Word for word, restate every entry that follows.
◆ ◆ ◆ ◆ ◆ ◆ ◆
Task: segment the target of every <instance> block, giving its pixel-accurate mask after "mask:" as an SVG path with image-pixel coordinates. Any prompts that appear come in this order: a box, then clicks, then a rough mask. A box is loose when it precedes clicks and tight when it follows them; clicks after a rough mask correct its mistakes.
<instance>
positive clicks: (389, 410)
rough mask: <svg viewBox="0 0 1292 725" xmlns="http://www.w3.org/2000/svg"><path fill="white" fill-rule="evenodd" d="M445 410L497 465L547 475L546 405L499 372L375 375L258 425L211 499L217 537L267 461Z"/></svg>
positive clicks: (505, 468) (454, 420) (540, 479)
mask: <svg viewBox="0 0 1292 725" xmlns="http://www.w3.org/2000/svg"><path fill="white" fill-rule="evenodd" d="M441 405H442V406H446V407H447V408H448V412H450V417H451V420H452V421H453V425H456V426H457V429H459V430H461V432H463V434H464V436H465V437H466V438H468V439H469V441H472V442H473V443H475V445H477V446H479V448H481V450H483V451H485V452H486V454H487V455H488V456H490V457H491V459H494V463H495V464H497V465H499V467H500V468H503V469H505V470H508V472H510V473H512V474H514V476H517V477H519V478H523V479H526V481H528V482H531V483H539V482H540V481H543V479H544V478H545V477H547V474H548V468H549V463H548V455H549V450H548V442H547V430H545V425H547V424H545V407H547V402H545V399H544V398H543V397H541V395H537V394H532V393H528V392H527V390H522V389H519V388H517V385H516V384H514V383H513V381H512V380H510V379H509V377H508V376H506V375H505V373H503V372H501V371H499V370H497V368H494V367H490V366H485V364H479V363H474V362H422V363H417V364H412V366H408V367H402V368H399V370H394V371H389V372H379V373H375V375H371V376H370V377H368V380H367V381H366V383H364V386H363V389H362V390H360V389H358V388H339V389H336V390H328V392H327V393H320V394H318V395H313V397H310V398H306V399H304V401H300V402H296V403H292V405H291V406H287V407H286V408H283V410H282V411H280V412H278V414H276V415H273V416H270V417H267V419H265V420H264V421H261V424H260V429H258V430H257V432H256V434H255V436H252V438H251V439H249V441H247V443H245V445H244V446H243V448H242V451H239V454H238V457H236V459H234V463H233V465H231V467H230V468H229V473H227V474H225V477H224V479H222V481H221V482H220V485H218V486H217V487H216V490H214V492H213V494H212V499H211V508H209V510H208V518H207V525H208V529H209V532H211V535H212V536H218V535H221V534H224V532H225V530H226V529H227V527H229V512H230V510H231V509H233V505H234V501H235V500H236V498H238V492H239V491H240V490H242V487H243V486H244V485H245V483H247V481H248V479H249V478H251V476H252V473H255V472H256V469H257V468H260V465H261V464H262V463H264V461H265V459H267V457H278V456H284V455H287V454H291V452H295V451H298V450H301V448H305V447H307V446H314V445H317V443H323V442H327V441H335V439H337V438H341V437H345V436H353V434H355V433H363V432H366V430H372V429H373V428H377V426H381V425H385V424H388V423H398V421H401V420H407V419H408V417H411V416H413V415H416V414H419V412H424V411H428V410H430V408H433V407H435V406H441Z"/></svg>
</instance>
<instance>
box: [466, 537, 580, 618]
◆ ◆ ◆ ◆ ◆ ◆ ◆
Result of this exercise:
Task: segment the target of every <instance> block, giving its pixel-accurate mask after "mask:" as an SVG path with image-pixel coordinates. Any prompts that appear come in this order: a box, then clicks, then a rough mask. A box is loose when it precedes clicks and tight when it follows them; clicks after a rough mask correct its mistakes.
<instance>
positive clicks: (389, 410)
rough mask: <svg viewBox="0 0 1292 725" xmlns="http://www.w3.org/2000/svg"><path fill="white" fill-rule="evenodd" d="M445 410L497 465L547 475L546 405L499 372L375 375L258 425L211 499L217 537L267 461Z"/></svg>
positive clicks: (505, 468) (454, 420) (540, 479)
mask: <svg viewBox="0 0 1292 725" xmlns="http://www.w3.org/2000/svg"><path fill="white" fill-rule="evenodd" d="M441 405H442V406H446V407H447V408H448V412H450V417H451V420H452V421H453V425H456V426H457V429H459V430H461V432H463V434H464V436H465V437H466V438H468V439H469V441H472V442H473V443H475V445H477V446H479V448H481V450H483V451H485V452H486V454H487V455H488V456H490V457H491V459H494V463H495V464H497V465H499V467H500V468H503V469H505V470H508V472H510V473H512V474H514V476H517V477H519V478H523V479H526V481H528V482H531V483H539V482H540V481H543V479H544V478H545V477H547V474H548V468H549V463H548V455H549V450H548V442H547V430H545V425H547V424H545V407H547V402H545V399H544V398H543V397H541V395H537V394H532V393H528V392H527V390H522V389H519V388H517V385H516V384H514V383H513V381H512V380H510V379H509V377H508V376H506V375H505V373H503V372H501V371H499V370H497V368H494V367H490V366H485V364H479V363H474V362H422V363H417V364H412V366H408V367H402V368H399V370H394V371H389V372H379V373H375V375H371V376H370V377H368V380H367V381H366V383H364V386H363V389H362V390H360V389H358V388H339V389H336V390H328V392H327V393H320V394H318V395H313V397H310V398H306V399H304V401H300V402H296V403H292V405H291V406H287V407H286V408H283V410H282V411H280V412H278V414H276V415H273V416H270V417H267V419H265V420H264V421H261V424H260V429H258V430H257V432H256V434H255V436H252V438H251V439H249V441H247V443H245V445H244V446H243V448H242V451H239V454H238V457H236V459H234V463H233V465H231V467H230V468H229V473H227V474H225V477H224V479H222V481H221V482H220V485H218V486H217V487H216V490H214V492H213V494H212V499H211V508H209V510H208V518H207V525H208V529H209V532H211V535H212V536H218V535H221V534H224V532H225V530H226V529H227V527H229V512H230V510H231V509H233V505H234V501H235V500H236V498H238V492H239V491H240V490H242V487H243V486H244V485H245V483H247V481H248V479H249V478H251V476H252V473H255V472H256V469H257V468H260V465H261V464H262V463H264V461H265V459H267V457H278V456H284V455H287V454H291V452H295V451H298V450H301V448H305V447H307V446H314V445H317V443H323V442H327V441H335V439H337V438H341V437H345V436H353V434H355V433H363V432H366V430H372V429H373V428H377V426H381V425H385V424H388V423H398V421H401V420H407V419H408V417H411V416H413V415H416V414H419V412H424V411H428V410H430V408H433V407H435V406H441Z"/></svg>
</instance>
<instance>
box: [466, 537, 580, 618]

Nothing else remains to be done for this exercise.